### Task to carry out
Look for the word "bush" in the material below, then report each line where it occurs.

### Data for this task
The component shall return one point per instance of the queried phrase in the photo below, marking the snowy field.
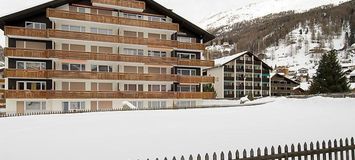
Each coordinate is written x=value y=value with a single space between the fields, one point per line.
x=151 y=134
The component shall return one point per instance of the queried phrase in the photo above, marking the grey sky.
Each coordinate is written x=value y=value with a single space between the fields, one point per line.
x=193 y=10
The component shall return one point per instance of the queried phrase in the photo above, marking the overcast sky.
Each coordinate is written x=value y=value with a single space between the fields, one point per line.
x=193 y=10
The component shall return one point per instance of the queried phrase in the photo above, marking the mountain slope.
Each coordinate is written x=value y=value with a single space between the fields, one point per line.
x=260 y=9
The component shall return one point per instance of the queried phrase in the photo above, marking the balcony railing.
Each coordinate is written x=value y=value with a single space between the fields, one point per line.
x=18 y=52
x=104 y=76
x=55 y=13
x=20 y=31
x=17 y=94
x=122 y=3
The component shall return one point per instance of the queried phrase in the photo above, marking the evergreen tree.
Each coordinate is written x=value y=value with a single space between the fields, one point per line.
x=329 y=77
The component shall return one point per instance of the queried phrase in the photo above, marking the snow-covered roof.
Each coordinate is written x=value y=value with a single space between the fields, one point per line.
x=224 y=60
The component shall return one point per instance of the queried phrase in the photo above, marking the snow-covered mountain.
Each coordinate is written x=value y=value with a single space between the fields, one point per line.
x=260 y=8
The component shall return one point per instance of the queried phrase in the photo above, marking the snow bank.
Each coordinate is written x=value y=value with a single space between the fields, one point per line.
x=151 y=134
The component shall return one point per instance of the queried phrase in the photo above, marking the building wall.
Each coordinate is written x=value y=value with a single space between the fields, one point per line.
x=218 y=73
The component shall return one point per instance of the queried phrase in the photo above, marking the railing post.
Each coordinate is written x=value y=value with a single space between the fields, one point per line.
x=330 y=154
x=347 y=151
x=352 y=151
x=336 y=153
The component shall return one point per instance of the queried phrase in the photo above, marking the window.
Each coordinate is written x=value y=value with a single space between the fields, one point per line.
x=73 y=106
x=36 y=106
x=132 y=16
x=131 y=51
x=133 y=87
x=101 y=49
x=186 y=104
x=35 y=25
x=186 y=55
x=101 y=31
x=101 y=68
x=157 y=88
x=157 y=104
x=31 y=85
x=31 y=65
x=157 y=19
x=187 y=88
x=73 y=67
x=157 y=53
x=187 y=72
x=185 y=39
x=73 y=28
x=138 y=104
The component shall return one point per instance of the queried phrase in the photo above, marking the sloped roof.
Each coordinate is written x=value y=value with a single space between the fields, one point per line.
x=224 y=60
x=56 y=3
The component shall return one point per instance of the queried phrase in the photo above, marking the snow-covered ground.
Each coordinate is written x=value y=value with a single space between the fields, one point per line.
x=150 y=134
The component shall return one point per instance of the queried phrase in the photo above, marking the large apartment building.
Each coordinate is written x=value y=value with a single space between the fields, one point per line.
x=68 y=55
x=240 y=75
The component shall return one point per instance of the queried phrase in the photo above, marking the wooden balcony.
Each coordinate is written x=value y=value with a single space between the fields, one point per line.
x=38 y=33
x=47 y=74
x=55 y=13
x=19 y=52
x=122 y=3
x=17 y=94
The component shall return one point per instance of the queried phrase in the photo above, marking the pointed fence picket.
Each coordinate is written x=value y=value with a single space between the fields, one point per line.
x=331 y=150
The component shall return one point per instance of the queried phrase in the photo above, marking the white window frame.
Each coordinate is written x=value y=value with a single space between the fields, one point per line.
x=133 y=51
x=82 y=105
x=43 y=106
x=184 y=39
x=191 y=88
x=190 y=55
x=26 y=62
x=180 y=71
x=98 y=31
x=109 y=68
x=70 y=28
x=42 y=83
x=157 y=104
x=34 y=24
x=82 y=66
x=157 y=53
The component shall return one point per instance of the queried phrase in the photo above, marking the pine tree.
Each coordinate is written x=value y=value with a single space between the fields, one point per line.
x=329 y=77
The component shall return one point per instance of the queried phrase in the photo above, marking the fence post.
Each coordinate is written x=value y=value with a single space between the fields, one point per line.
x=342 y=152
x=299 y=149
x=352 y=151
x=237 y=154
x=286 y=152
x=330 y=154
x=244 y=153
x=293 y=150
x=324 y=147
x=222 y=156
x=229 y=155
x=311 y=147
x=336 y=153
x=305 y=147
x=347 y=151
x=214 y=156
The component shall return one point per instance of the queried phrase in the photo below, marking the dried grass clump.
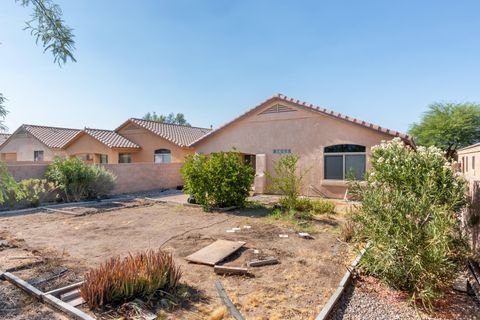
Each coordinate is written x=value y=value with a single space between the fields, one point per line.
x=135 y=276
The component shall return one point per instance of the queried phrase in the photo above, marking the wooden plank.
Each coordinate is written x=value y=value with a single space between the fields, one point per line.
x=263 y=262
x=61 y=211
x=24 y=266
x=228 y=303
x=59 y=291
x=66 y=308
x=22 y=284
x=215 y=252
x=76 y=302
x=230 y=270
x=67 y=296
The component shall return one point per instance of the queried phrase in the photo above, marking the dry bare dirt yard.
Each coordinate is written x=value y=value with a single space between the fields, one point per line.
x=297 y=288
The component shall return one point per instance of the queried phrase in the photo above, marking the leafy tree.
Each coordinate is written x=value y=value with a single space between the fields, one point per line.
x=171 y=118
x=448 y=126
x=47 y=26
x=220 y=179
x=410 y=204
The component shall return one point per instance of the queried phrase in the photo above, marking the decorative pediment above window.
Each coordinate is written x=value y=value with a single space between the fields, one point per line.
x=278 y=108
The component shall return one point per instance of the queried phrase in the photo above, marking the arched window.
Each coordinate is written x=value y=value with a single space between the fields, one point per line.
x=162 y=156
x=343 y=160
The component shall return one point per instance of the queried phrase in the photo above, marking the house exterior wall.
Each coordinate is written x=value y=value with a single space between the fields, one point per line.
x=138 y=177
x=305 y=133
x=469 y=162
x=151 y=142
x=24 y=145
x=89 y=145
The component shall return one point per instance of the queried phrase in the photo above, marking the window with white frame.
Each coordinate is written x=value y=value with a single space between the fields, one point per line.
x=343 y=160
x=162 y=156
x=104 y=158
x=38 y=155
x=124 y=158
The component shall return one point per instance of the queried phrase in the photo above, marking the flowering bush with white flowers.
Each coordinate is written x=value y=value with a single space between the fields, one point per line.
x=410 y=204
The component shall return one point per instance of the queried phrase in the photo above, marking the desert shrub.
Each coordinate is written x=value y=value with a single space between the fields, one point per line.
x=78 y=180
x=410 y=201
x=323 y=207
x=135 y=276
x=102 y=184
x=9 y=189
x=286 y=180
x=306 y=207
x=220 y=179
x=36 y=191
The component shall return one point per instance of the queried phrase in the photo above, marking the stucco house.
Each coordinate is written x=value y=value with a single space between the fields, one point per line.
x=160 y=142
x=469 y=161
x=330 y=145
x=36 y=143
x=97 y=146
x=3 y=137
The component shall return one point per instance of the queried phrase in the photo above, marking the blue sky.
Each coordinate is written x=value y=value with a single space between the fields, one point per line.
x=380 y=61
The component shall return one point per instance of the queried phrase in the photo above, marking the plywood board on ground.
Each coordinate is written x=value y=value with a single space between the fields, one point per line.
x=215 y=252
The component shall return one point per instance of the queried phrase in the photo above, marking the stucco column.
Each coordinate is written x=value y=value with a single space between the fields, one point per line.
x=260 y=178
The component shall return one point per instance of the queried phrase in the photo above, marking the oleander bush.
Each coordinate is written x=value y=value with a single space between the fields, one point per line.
x=36 y=191
x=78 y=180
x=220 y=179
x=286 y=180
x=9 y=190
x=119 y=280
x=102 y=184
x=409 y=212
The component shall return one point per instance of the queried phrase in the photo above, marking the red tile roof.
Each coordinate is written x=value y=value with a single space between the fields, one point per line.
x=313 y=108
x=52 y=137
x=3 y=137
x=178 y=134
x=111 y=139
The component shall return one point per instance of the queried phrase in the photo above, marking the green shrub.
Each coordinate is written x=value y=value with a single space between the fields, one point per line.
x=286 y=180
x=217 y=180
x=102 y=184
x=135 y=276
x=323 y=207
x=78 y=180
x=36 y=191
x=9 y=189
x=410 y=203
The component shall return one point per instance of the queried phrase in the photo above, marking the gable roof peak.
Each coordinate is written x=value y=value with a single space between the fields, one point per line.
x=313 y=108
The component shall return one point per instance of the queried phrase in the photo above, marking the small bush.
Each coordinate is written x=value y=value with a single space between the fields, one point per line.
x=286 y=181
x=410 y=204
x=9 y=190
x=36 y=191
x=217 y=180
x=323 y=207
x=78 y=180
x=102 y=184
x=308 y=206
x=136 y=276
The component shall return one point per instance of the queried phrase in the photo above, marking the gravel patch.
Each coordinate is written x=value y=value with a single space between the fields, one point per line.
x=359 y=302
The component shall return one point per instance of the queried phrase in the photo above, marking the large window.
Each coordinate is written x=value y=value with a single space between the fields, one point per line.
x=162 y=156
x=342 y=160
x=124 y=158
x=38 y=155
x=104 y=158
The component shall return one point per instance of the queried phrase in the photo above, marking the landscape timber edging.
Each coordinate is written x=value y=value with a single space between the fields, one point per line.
x=328 y=307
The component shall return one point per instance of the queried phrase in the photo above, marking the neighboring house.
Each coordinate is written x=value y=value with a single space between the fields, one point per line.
x=36 y=143
x=3 y=137
x=100 y=146
x=330 y=145
x=159 y=142
x=469 y=161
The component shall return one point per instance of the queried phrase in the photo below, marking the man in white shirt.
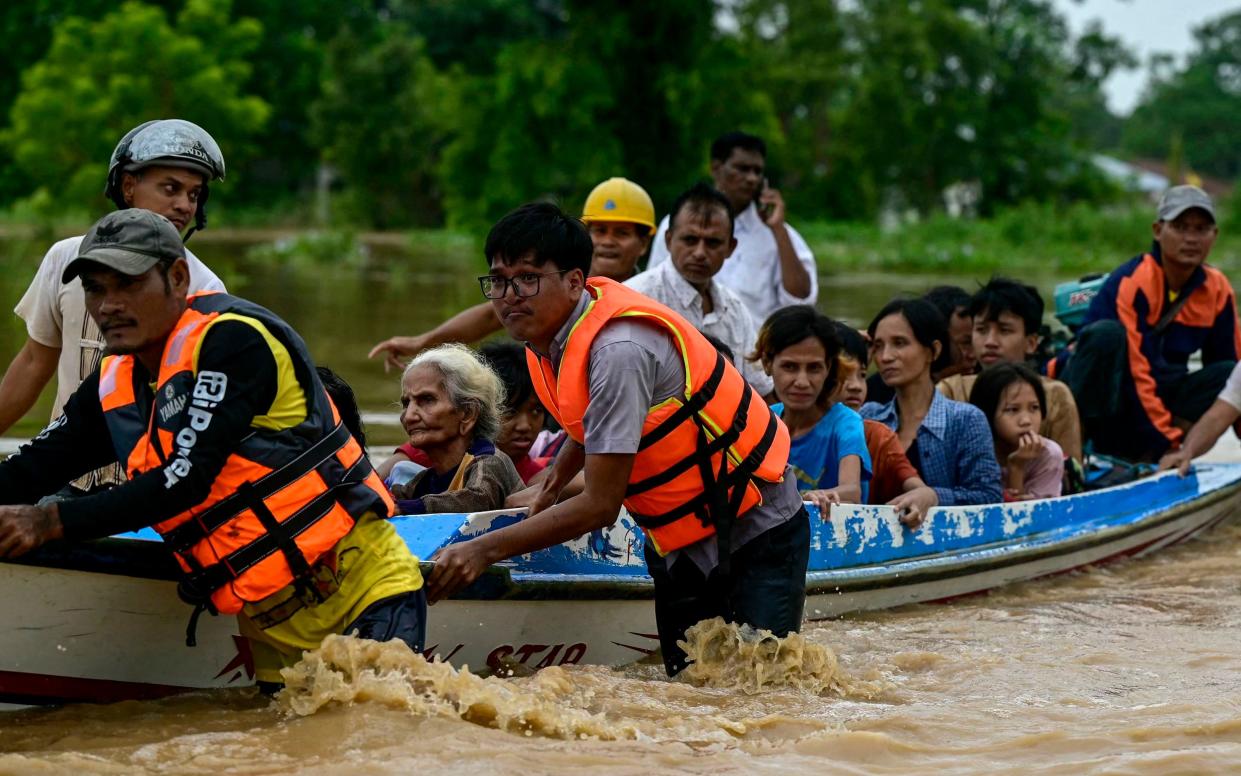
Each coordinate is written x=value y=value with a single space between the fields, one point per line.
x=699 y=240
x=163 y=166
x=771 y=267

### Output of the exercise
The component shall return one point per instance of the queried phrase in the photo above, marking the flowering bush with white flowers.
The component shall return one point per instance of the queried phrase in the photo above, marking the oleander bush.
The component shall return one point per instance of the queried phrase in the photo above, marking the small bush.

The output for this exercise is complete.